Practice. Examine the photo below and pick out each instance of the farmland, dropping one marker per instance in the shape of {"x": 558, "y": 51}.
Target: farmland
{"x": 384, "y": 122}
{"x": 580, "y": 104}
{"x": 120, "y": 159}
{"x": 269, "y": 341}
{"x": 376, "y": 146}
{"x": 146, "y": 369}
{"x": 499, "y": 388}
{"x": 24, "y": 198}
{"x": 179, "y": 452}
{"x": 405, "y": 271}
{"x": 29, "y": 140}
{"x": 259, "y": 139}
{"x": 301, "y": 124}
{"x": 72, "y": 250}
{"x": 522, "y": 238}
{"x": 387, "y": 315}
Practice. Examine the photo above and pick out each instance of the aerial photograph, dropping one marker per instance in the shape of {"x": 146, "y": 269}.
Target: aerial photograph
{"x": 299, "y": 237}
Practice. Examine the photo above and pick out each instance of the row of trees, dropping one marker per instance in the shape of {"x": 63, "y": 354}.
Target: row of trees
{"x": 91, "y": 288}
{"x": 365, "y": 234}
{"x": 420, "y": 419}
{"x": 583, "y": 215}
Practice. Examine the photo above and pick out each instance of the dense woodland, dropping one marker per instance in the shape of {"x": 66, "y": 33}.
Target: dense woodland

+ + + + +

▶ [PROBLEM REQUIREMENTS]: Update the material above by replacing every "marker" with "point", and give all of it again with nothing else changed.

▶ [REPLY TO THE TASK]:
Practice. Examine the photo below and pick out each instance of the farmland, dropping one point per instance in the shape of {"x": 558, "y": 51}.
Target: farmland
{"x": 384, "y": 122}
{"x": 580, "y": 104}
{"x": 120, "y": 159}
{"x": 269, "y": 341}
{"x": 376, "y": 146}
{"x": 146, "y": 369}
{"x": 499, "y": 388}
{"x": 24, "y": 198}
{"x": 179, "y": 452}
{"x": 405, "y": 271}
{"x": 29, "y": 140}
{"x": 259, "y": 139}
{"x": 301, "y": 124}
{"x": 72, "y": 250}
{"x": 522, "y": 238}
{"x": 387, "y": 315}
Practice. Examine the photo above and pick out each instance of the aerial photograph, dropping one point per instance in the shape of {"x": 146, "y": 269}.
Target: aerial photograph
{"x": 299, "y": 237}
Practice. Examine the photo above and pick out each instance of the row of trees, dropping one point per instance in the shape of {"x": 63, "y": 354}.
Target: row of trees
{"x": 91, "y": 288}
{"x": 365, "y": 234}
{"x": 420, "y": 419}
{"x": 583, "y": 215}
Practice. Examine the photo above and pick out each instance of the dense woodland, dropping one point per instance in the shape of {"x": 66, "y": 33}.
Target: dense woodland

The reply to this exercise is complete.